* Directions for this task
Repeat every one of the entries below word for word, leaving out any pictures.

* Raw records
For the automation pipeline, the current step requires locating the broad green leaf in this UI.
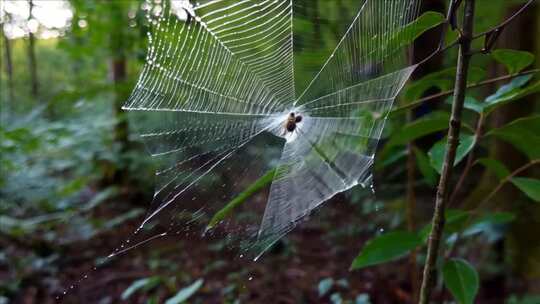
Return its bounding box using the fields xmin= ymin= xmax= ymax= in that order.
xmin=367 ymin=12 xmax=445 ymax=64
xmin=387 ymin=112 xmax=450 ymax=146
xmin=443 ymin=259 xmax=480 ymax=304
xmin=486 ymin=75 xmax=533 ymax=103
xmin=463 ymin=212 xmax=516 ymax=243
xmin=165 ymin=279 xmax=204 ymax=304
xmin=477 ymin=158 xmax=510 ymax=179
xmin=120 ymin=276 xmax=161 ymax=300
xmin=428 ymin=135 xmax=476 ymax=174
xmin=351 ymin=231 xmax=422 ymax=270
xmin=206 ymin=169 xmax=276 ymax=230
xmin=486 ymin=115 xmax=540 ymax=159
xmin=317 ymin=278 xmax=334 ymax=297
xmin=404 ymin=67 xmax=486 ymax=102
xmin=512 ymin=177 xmax=540 ymax=203
xmin=414 ymin=147 xmax=438 ymax=186
xmin=492 ymin=49 xmax=534 ymax=74
xmin=418 ymin=209 xmax=469 ymax=242
xmin=482 ymin=75 xmax=540 ymax=114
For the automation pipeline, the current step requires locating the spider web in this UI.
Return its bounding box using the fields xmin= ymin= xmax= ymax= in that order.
xmin=124 ymin=0 xmax=419 ymax=253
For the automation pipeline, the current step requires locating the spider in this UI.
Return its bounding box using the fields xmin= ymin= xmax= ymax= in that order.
xmin=283 ymin=112 xmax=302 ymax=135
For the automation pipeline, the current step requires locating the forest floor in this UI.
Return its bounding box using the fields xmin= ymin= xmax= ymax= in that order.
xmin=10 ymin=195 xmax=420 ymax=304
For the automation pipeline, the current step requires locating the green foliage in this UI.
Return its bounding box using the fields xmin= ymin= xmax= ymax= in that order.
xmin=486 ymin=115 xmax=540 ymax=159
xmin=512 ymin=177 xmax=540 ymax=203
xmin=382 ymin=112 xmax=450 ymax=148
xmin=443 ymin=259 xmax=480 ymax=304
xmin=428 ymin=134 xmax=476 ymax=174
xmin=317 ymin=278 xmax=334 ymax=297
xmin=477 ymin=158 xmax=510 ymax=180
xmin=351 ymin=231 xmax=422 ymax=270
xmin=492 ymin=49 xmax=534 ymax=74
xmin=120 ymin=276 xmax=161 ymax=301
xmin=404 ymin=67 xmax=486 ymax=102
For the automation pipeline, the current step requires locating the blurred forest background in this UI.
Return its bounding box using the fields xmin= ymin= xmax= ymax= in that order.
xmin=0 ymin=0 xmax=540 ymax=304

* Task answer
For the automation pipeline, the current step requires locating the broad green leaf in this UI.
Return its bounding box using the fields xmin= ymin= xmax= ymax= in that order.
xmin=367 ymin=12 xmax=445 ymax=64
xmin=387 ymin=112 xmax=450 ymax=146
xmin=443 ymin=259 xmax=480 ymax=304
xmin=486 ymin=75 xmax=533 ymax=103
xmin=463 ymin=212 xmax=516 ymax=243
xmin=165 ymin=279 xmax=204 ymax=304
xmin=477 ymin=158 xmax=510 ymax=179
xmin=120 ymin=276 xmax=161 ymax=300
xmin=428 ymin=135 xmax=476 ymax=174
xmin=351 ymin=231 xmax=422 ymax=270
xmin=206 ymin=169 xmax=276 ymax=230
xmin=486 ymin=115 xmax=540 ymax=159
xmin=317 ymin=278 xmax=334 ymax=297
xmin=404 ymin=67 xmax=486 ymax=102
xmin=512 ymin=177 xmax=540 ymax=203
xmin=414 ymin=147 xmax=438 ymax=186
xmin=492 ymin=49 xmax=534 ymax=74
xmin=418 ymin=209 xmax=469 ymax=242
xmin=482 ymin=75 xmax=540 ymax=114
For the automation pipeline, the current step requires locating the spider web in this UI.
Return its bounding box using the fields xmin= ymin= xmax= ymax= in that order.
xmin=124 ymin=0 xmax=419 ymax=253
For the automation pipeline, the current step requires locating the spider in this UI.
Return its bounding box using the fields xmin= ymin= xmax= ymax= in that order.
xmin=283 ymin=112 xmax=302 ymax=135
For the automation pipeline, the current step requires locating the forest floor in this UI.
Return its bounding box using the fields xmin= ymin= xmax= ymax= in that order.
xmin=10 ymin=195 xmax=420 ymax=304
For the automation pipeline, the current step requires locating the green foliage in this UI.
Return its bounding box using the fields xmin= ymin= xmax= ymax= in that order.
xmin=486 ymin=115 xmax=540 ymax=159
xmin=512 ymin=177 xmax=540 ymax=203
xmin=382 ymin=112 xmax=450 ymax=148
xmin=443 ymin=259 xmax=480 ymax=304
xmin=428 ymin=134 xmax=476 ymax=174
xmin=317 ymin=278 xmax=334 ymax=297
xmin=477 ymin=158 xmax=510 ymax=180
xmin=351 ymin=231 xmax=422 ymax=270
xmin=492 ymin=49 xmax=534 ymax=74
xmin=120 ymin=276 xmax=161 ymax=301
xmin=404 ymin=67 xmax=486 ymax=102
For the automation pipeline, the current step requires locating the blurred forest background in this UI.
Return its bounding box using the fields xmin= ymin= xmax= ymax= in that order.
xmin=0 ymin=0 xmax=540 ymax=304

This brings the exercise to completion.